→ AIM OF THE EXERCISE: Write out every entry exactly as it appears.

— begin EXERCISE MATERIAL —

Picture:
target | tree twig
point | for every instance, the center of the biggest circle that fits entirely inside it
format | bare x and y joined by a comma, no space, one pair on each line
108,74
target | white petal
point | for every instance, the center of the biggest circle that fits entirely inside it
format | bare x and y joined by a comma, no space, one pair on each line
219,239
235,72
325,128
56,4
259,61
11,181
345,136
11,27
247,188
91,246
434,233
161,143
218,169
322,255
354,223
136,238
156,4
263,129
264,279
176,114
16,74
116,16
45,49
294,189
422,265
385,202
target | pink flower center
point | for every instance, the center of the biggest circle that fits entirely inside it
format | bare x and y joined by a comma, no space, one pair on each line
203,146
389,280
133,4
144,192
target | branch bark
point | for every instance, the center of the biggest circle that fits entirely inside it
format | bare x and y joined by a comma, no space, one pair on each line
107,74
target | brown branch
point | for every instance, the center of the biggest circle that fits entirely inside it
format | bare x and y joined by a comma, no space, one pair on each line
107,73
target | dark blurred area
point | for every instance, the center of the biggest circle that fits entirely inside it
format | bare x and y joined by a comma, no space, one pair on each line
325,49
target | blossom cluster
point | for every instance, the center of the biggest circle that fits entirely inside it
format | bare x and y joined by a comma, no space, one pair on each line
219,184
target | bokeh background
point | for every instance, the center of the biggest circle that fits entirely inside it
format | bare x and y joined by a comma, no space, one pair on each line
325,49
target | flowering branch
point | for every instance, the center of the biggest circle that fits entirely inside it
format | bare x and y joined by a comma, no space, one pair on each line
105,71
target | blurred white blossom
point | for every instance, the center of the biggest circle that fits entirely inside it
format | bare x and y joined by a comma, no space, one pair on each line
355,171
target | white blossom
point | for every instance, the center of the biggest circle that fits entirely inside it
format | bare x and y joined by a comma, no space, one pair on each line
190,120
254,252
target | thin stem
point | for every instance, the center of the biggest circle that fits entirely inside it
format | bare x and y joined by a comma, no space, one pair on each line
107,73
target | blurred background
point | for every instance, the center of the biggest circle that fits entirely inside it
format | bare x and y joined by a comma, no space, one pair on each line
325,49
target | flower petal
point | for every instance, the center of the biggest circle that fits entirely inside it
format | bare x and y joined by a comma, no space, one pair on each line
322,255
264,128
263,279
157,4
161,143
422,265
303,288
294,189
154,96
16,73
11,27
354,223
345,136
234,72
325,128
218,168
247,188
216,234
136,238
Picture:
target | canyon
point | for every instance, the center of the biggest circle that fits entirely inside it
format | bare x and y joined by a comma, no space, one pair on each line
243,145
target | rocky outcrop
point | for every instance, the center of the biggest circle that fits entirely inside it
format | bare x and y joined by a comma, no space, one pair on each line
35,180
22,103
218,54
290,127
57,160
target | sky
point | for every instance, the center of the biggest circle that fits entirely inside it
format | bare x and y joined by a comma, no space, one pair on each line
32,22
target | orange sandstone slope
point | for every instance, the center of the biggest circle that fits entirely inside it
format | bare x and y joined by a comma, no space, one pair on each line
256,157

— end EXERCISE MATERIAL —

→ SOLUTION FOR THIS PROBLEM:
Picture:
target | tree twig
point | for every instance, the center of the biggest circle that fits entirely inside it
format | bare x and y joined by a comma, no space, one pair on each line
108,74
target | white petal
point | for every instance, the center of the biggest circle that fits entirely inside it
format | bare x and y joined by a comma, no space, one pair on each line
219,239
235,72
325,128
56,4
259,61
11,181
345,136
11,27
247,188
91,246
434,233
161,143
218,169
322,255
354,223
136,238
156,4
263,129
264,279
176,114
16,74
116,16
45,49
294,189
422,265
385,202
target | pink flower center
point | for every instance, the center of the biggest circle that fits entirely inside it
format | bare x and y joined by a comma, no space, one pair on each line
203,146
389,280
133,4
144,192
target | branch bark
point | for every instance, the center of the biggest circle that fits entirely inside it
format | bare x and y joined by a comma, no space, one pair on each line
107,74
target | brown branch
point | for every instance, the center of the biggest circle that fits entirely inside it
format | bare x and y joined by a comma, no space, one pair on each line
107,73
target | dark blurred area
point | for every instance, the center of the biggest circle that fits entirely inside it
format | bare x and y joined by a comma, no space, one pair on each line
325,49
target | blossom cluster
point | for every instance, the center of the biggest circle that fits entirely inside it
format | bare x and y joined by a comma, no space, one pair on each line
219,184
target | bokeh background
point | for every instance, the center of the biggest circle that fits entirely inside it
format | bare x and y joined by a comma, no space, one pair on each line
325,49
target | flowering branch
point | for every instance, the center of the biggest circle that fits entirely inside it
format | bare x and y joined by a comma, no space, one pair on each line
105,71
target | blurred white blossom
point | for every instance, the center of the biggest circle that fits entirely inside it
format | bare x and y joined by a comma, no space, one pair on each line
355,171
target | white blossom
point | for every instance, the center of the biggest circle that fits entirely inside it
format | bare x and y joined by a comma, no space, one pair on each line
190,120
254,252
target | thin stem
point | for every instance, the center of the biggest circle that fits entirely inside it
format | bare x and y joined by a comma, no space, one pair on each line
107,73
target | blurred background
point | for every instance, the center of the biggest circle that fits entirely inside it
format | bare x and y joined by a comma, no space, one pair on each line
325,49
target | flower petal
point | for every instance, the center of the biggest circle that fits entirely inside it
format | bare x and y joined by a comma, no space, one pair on each line
322,255
264,128
263,279
157,4
161,143
422,265
303,288
294,189
154,96
16,73
11,27
354,223
345,136
234,72
325,128
218,168
247,188
216,234
136,238
Picture:
target | canyon
point | for every instance, the center of the biggest circle that fits entirely inside it
format | bare x and y joined by a comma, no space, one pair on each line
243,145
target | rocky outcrop
point | for every instance, the center of the biggest circle that fits entirely inside it
format | bare x and y joined by a comma, no space, one pair on each line
35,180
22,103
218,54
290,127
57,160
target | sky
point | for every instance, the center of the biggest circle that fits entirely inside it
format | bare x and y joined by a comma, no space, one pair on each line
32,22
target | orange sandstone slope
point | for every instance, the center of the biggest circle that fits entirely inside it
format | bare x and y joined by a comma, no space, one pair on each line
256,157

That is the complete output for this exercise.